» **RECORDS TO PROCESS**:
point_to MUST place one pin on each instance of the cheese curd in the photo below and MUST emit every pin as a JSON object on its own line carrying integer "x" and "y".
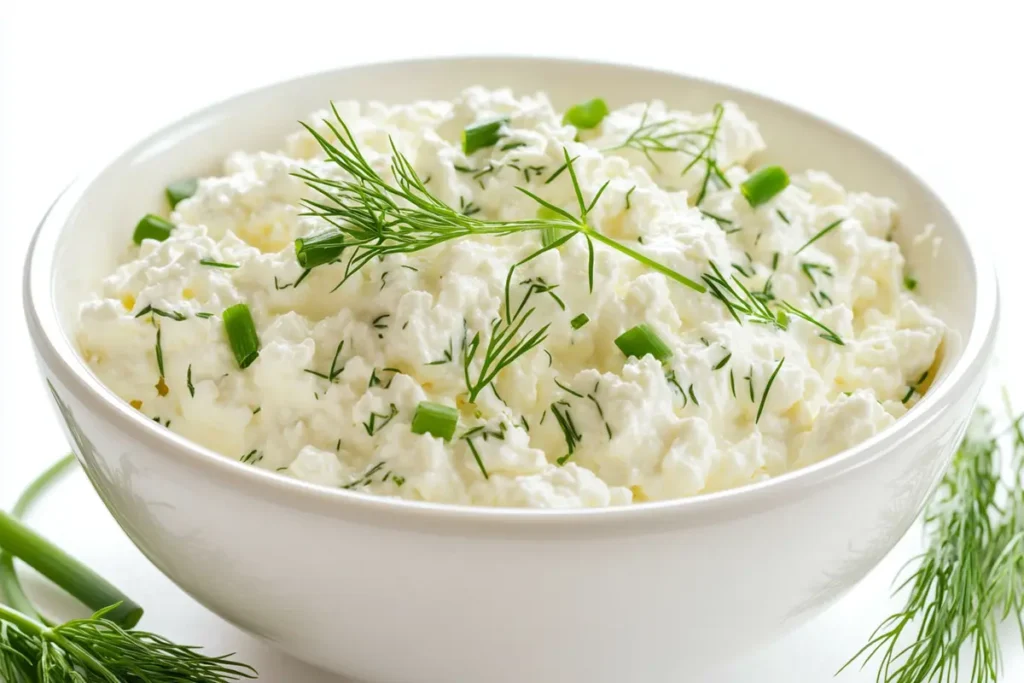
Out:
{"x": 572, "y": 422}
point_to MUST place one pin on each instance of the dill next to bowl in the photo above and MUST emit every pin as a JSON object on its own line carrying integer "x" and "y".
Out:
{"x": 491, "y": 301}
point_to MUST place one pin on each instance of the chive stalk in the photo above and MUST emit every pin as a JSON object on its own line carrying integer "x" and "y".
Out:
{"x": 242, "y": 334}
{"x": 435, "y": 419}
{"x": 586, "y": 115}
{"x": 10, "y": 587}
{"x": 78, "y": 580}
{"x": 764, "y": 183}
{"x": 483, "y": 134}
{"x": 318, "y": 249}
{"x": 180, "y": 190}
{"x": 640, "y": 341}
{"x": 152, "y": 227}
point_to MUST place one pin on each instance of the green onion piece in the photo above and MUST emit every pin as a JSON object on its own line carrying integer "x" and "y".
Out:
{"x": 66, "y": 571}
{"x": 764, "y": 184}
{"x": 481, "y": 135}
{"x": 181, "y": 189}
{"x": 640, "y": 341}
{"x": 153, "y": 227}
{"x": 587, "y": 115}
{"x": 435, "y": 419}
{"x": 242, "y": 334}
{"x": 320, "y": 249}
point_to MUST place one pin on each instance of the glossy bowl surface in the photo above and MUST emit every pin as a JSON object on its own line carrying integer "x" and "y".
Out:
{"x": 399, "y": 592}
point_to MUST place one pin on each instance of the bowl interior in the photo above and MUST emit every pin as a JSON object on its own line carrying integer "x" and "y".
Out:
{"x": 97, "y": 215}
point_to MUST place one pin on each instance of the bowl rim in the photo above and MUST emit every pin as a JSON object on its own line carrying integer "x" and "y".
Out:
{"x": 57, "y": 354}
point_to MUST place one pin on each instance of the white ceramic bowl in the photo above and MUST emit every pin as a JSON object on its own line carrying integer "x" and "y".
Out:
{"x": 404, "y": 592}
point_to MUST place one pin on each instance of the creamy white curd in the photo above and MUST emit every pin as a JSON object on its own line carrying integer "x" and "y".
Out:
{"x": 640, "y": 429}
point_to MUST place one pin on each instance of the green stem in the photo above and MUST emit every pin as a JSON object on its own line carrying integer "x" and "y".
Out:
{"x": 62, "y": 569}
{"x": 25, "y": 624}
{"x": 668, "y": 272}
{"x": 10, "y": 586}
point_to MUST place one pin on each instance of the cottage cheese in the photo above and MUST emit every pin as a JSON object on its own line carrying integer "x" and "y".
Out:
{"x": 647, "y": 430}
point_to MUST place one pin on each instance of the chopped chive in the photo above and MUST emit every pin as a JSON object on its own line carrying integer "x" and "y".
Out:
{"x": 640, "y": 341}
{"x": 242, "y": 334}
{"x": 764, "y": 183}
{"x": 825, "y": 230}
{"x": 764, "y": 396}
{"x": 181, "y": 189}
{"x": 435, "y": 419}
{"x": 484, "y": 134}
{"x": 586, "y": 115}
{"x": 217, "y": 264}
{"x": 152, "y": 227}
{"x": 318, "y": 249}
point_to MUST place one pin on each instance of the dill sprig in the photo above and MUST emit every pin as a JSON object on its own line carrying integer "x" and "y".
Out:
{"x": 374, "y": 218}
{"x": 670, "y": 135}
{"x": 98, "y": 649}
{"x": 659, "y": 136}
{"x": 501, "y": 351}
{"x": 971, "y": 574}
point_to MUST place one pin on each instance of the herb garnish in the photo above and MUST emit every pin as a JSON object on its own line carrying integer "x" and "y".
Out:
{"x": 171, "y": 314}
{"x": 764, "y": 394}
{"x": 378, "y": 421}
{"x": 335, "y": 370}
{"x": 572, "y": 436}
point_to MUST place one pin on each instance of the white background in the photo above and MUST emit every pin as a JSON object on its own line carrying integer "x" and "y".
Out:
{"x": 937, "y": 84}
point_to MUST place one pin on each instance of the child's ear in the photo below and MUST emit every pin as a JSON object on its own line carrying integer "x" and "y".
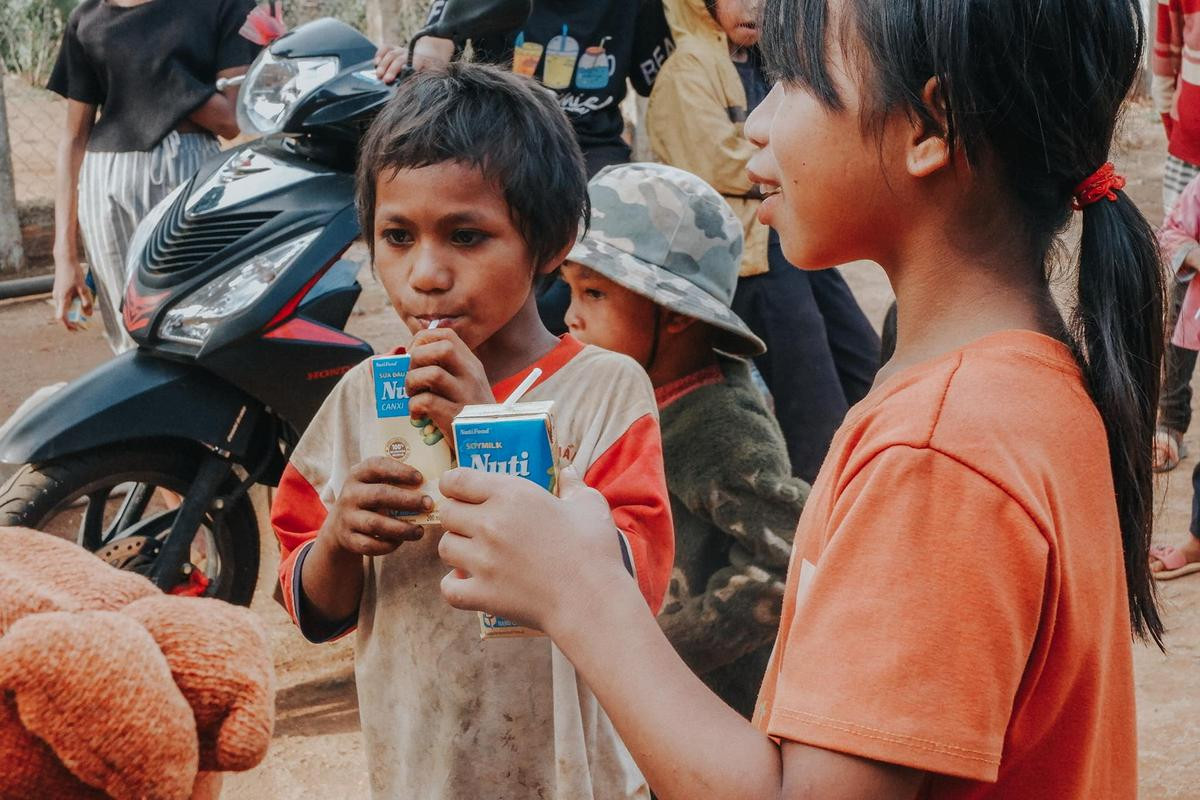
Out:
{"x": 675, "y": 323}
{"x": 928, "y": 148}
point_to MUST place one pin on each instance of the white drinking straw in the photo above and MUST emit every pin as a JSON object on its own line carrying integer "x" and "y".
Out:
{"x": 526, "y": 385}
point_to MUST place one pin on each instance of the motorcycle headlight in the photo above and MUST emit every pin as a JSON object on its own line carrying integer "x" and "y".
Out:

» **GOAL**: Every record must be copied exactly, with the pictures left out.

» **SOLUTION FOR THIS EXERCISE**:
point_to MUST place one pin on each instance of the cheese curd in the photo below and MUST emit every pin as a JSON object on its own line carrying integer "x" and "y".
Out:
{"x": 572, "y": 422}
point_to MUST place one pin on each instance of the dill next to bowl in the photo above and MUST emit every pin as a JSON object on its own line carrying integer "x" and "y".
Out:
{"x": 491, "y": 301}
point_to MUST place one pin on each instance of the chive stalk in the photo above and MUST emit every pin as a JSON object on its own line carrying integer "x" and "y".
Out:
{"x": 242, "y": 334}
{"x": 435, "y": 419}
{"x": 586, "y": 115}
{"x": 10, "y": 587}
{"x": 78, "y": 580}
{"x": 764, "y": 183}
{"x": 483, "y": 134}
{"x": 318, "y": 249}
{"x": 180, "y": 190}
{"x": 640, "y": 341}
{"x": 152, "y": 227}
point_to MUST place one pin on each instance of the green onion piece in the photo above and MUST emit every pin as a JSON object on its own line carrying integer "x" and "y".
Out:
{"x": 66, "y": 571}
{"x": 764, "y": 184}
{"x": 481, "y": 135}
{"x": 181, "y": 189}
{"x": 640, "y": 341}
{"x": 153, "y": 227}
{"x": 587, "y": 115}
{"x": 435, "y": 419}
{"x": 242, "y": 334}
{"x": 320, "y": 249}
point_to MUST place one pin on each instance of the glossy bowl surface in the photo above and MUST emit every pin as a JSON object on its own line carrying integer "x" and "y".
Out:
{"x": 399, "y": 592}
point_to MUST place one pin on each instance of the bowl interior in the photo above and MUST emit every pin as a JSON object on its own line carrying integer "x" and "y".
Out:
{"x": 97, "y": 215}
point_to MUST place one pin on each instance of the bowl rim in the photo above and MUST emit every pin as a JSON object on its own line carrying integer "x" and "y".
Out:
{"x": 57, "y": 354}
point_to MUST place one pin on each instance of the white ceramic bowl in the photo above and MUST emit every pin as a JSON object on its own line carrying integer "x" and "y".
Out:
{"x": 404, "y": 592}
point_to MUST place one pin on each instance of the creamy white curd in the photo above and MUST emit every pin as a JSON object on its own line carrying integer "x" and "y".
Out:
{"x": 640, "y": 429}
point_to MUST place one pin on each instance of the green stem in the photo above and MUST emit every pin as a JSON object on its own line carrying integer "x" and "y".
Out:
{"x": 62, "y": 569}
{"x": 25, "y": 624}
{"x": 668, "y": 272}
{"x": 10, "y": 586}
point_to MUST place one pin on each instance of the cottage cheese in the photo above and MUST emit every pin as a JSON object on its own line carrying integer "x" and "y".
Out:
{"x": 647, "y": 430}
point_to MUST place one pin on each instance of the chopped chive in the photo above and MUST emit every pin as a JSON object on its own line carrying integer "x" and "y".
Out:
{"x": 640, "y": 341}
{"x": 242, "y": 334}
{"x": 764, "y": 183}
{"x": 825, "y": 230}
{"x": 764, "y": 396}
{"x": 181, "y": 189}
{"x": 435, "y": 419}
{"x": 484, "y": 134}
{"x": 586, "y": 115}
{"x": 217, "y": 264}
{"x": 152, "y": 227}
{"x": 318, "y": 249}
point_to MUST place one pin on each instance of the dill sprig in the photo above and MUST emit every pin as a JSON object on its own line carrying integer "x" and "y".
Out:
{"x": 374, "y": 218}
{"x": 670, "y": 135}
{"x": 98, "y": 649}
{"x": 659, "y": 136}
{"x": 501, "y": 351}
{"x": 971, "y": 574}
point_to MUST place one pin on each instance of the herb garnish in the photo above and MUST emit every pin as a JSON object on its own line carrying integer "x" and "y".
Out:
{"x": 171, "y": 314}
{"x": 764, "y": 394}
{"x": 378, "y": 421}
{"x": 335, "y": 370}
{"x": 572, "y": 436}
point_to MUST place one pin on each instance of the white background in the photo above and MUST emit every pin as a JSON object on its own line carrying integer "x" and "y".
Out:
{"x": 937, "y": 84}
point_to MUST place one pin on each instance of the child's ear in the photo below and MUST emit every pin as a JSON object on its own line carrying integer "x" and "y".
Out:
{"x": 675, "y": 323}
{"x": 928, "y": 148}
point_to MUST place one pin on each instance of the white drinking straw in the photo above and MUST emit every pin as a JSON object on its own line carrying integer "x" and "y".
Out:
{"x": 526, "y": 385}
point_to MUST place one pin on each instance of the motorcycle headlight in the photo above and MUST emit every pin as a JSON object on its own line carrying integer "x" and "y".
Out:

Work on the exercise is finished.